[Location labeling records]
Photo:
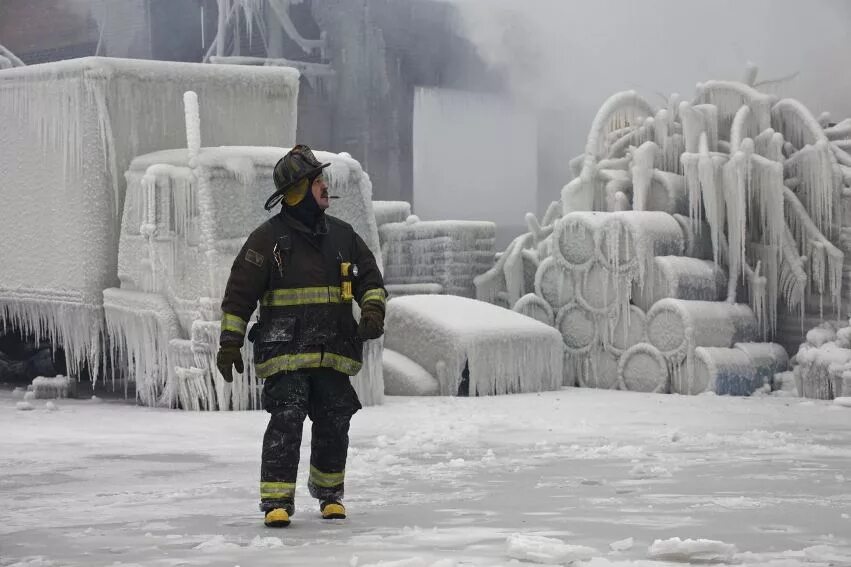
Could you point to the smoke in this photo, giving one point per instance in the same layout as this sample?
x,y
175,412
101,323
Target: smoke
x,y
569,56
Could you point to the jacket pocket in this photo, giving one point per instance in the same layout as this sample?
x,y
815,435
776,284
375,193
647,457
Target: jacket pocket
x,y
280,330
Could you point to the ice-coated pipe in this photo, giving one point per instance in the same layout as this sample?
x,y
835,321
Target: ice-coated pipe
x,y
642,368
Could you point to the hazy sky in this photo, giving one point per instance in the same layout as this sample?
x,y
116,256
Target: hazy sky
x,y
575,53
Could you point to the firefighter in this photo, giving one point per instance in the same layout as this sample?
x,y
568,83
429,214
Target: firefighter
x,y
305,268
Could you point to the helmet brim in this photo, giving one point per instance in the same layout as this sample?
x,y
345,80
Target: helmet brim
x,y
279,192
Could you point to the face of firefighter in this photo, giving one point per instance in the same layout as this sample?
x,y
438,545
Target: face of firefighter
x,y
320,192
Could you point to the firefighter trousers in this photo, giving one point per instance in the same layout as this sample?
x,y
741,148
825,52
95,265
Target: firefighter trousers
x,y
328,398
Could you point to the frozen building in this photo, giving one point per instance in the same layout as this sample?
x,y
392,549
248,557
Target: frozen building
x,y
691,235
80,136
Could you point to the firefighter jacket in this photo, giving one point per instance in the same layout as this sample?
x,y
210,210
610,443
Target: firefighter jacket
x,y
305,282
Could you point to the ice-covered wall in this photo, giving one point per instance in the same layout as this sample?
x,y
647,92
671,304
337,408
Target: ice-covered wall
x,y
475,158
448,253
688,210
70,130
473,348
182,228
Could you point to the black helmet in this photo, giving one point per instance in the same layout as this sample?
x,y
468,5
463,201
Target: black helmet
x,y
293,175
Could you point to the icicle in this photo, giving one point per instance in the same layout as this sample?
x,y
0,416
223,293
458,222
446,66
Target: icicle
x,y
739,128
793,278
643,158
735,181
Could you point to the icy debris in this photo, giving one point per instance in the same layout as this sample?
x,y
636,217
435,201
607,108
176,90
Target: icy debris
x,y
390,211
216,544
57,387
692,550
723,371
677,326
622,544
535,307
540,549
500,351
449,253
822,334
645,471
268,542
404,377
642,368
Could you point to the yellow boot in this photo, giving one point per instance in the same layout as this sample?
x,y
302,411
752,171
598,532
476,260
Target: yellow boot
x,y
277,518
333,510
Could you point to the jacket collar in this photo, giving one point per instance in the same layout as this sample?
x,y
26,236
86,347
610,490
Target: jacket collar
x,y
320,229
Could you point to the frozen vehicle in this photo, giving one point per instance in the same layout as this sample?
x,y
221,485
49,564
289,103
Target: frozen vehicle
x,y
182,228
472,348
68,131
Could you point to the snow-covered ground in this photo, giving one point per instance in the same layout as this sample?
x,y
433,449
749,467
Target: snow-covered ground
x,y
578,474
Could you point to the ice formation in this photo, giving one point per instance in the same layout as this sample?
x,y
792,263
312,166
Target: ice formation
x,y
448,253
404,377
66,140
822,365
187,214
472,346
708,214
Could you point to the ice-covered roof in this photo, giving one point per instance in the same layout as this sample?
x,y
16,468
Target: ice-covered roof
x,y
276,78
469,318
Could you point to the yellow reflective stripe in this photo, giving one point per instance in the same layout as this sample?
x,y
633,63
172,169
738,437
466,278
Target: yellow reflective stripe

### BRIEF
Transcribe all the lines above exactly, apart from the pictures.

### CORRECT RESPONSE
Photo:
Could you point to the smoke in this photo, giving one point per instance in the same layout as this sample?
x,y
175,412
101,323
Target: smoke
x,y
569,56
Could you point to the jacket pocket in this photo, giving one point per instance in the same layout as this sample?
x,y
815,435
776,284
375,193
647,457
Target: jacket pocket
x,y
280,330
Could you point to the ice-coated pipe in this photo, giving one point per instance in the same layout as this sample?
x,y
835,321
Target: ice-coated pipe
x,y
642,368
Could you point to the hazy sky in this photo, giving one point per instance in the same layout as this sample?
x,y
116,256
Target: hazy sky
x,y
575,53
Could you point to the firefighter in this photo, giving one point per instance in the same layout as this sample?
x,y
568,83
429,214
Target: firefighter
x,y
305,268
Could you point to the helmet brim in this photo, giving one point per instance in the same layout as this sample?
x,y
345,80
Target: helmet brim
x,y
279,192
Could you point to the face of firefighter in this photo, giving one point per instance in the same layout as this sample?
x,y
438,545
Target: face of firefighter
x,y
320,192
Could you point to the firefighter trousers in this photo, giving one point per instance in the same layout as this sample?
x,y
741,148
825,52
95,265
Target: firefighter trousers
x,y
328,398
Could you point to the frozen building in this photo, giving one point per instance in the same layout as this sample?
x,y
392,549
248,557
Target: frozen building
x,y
691,235
80,136
Could you point to the firefighter jacket in this photo, giving one point per instance in the same layout as this sample?
x,y
210,210
610,443
Target: firefighter jacket
x,y
305,282
Could you point to the ice-covered wall in this photo, giving one point per instance in the same layout as this sample?
x,y
647,92
671,304
337,408
Target: ice-covered wall
x,y
475,158
448,253
688,210
70,130
473,348
182,228
Could you point to the black helmet in this photo, giving one point per instance in the same layout as this sample?
x,y
468,5
463,201
Target: black helmet
x,y
293,175
Could you point to the icicle in this photo, giving one point per instance in the same layout as this sample?
x,y
0,416
223,293
458,222
446,66
Target: icicle
x,y
739,128
793,278
643,158
735,181
Could you point to the icy debris in this photo, giving one point per instance in the same layout as this sample?
x,y
636,217
435,201
607,108
176,90
Target: icy debris
x,y
390,211
216,544
57,387
692,550
723,371
677,326
622,544
535,307
540,549
500,351
449,253
822,334
645,471
268,542
404,377
642,368
Could you point to the yellow boot in this photo, giving one point per instance in the same layout as this sample?
x,y
302,411
752,171
598,532
476,260
Target: yellow boot
x,y
277,518
333,510
Could you point to the jacket collar in this photo, giving one point per instance in the same layout as this sample?
x,y
26,236
86,347
610,490
Target: jacket collar
x,y
320,229
Could you point to the frozen vehicle in this photo, giving one point per instance in the same layout as this sample?
x,y
221,485
49,564
289,103
Target: frozen vehicle
x,y
182,228
472,348
68,131
Could you point to the snow-covered ground in this photo, giving one point per instance in the same layout as this sample?
x,y
433,449
749,467
Target: snow-covered ground
x,y
578,474
Could you point to the ice formation in this photo, giving one point per instance in the same layout as this sample?
x,y
792,263
312,166
Target: ice formation
x,y
448,253
404,377
66,140
822,365
187,214
472,346
708,214
Could you point to the ice-covered roof in this photo, giving one point per instance in the same layout as this sample?
x,y
16,468
Target: ice-covered roof
x,y
276,78
469,318
Could you point to the yellow reflective stripe in this photo, giving one point per instance in the same layout as this sample?
x,y
633,63
172,169
738,437
466,278
Target: yellow reflective stripe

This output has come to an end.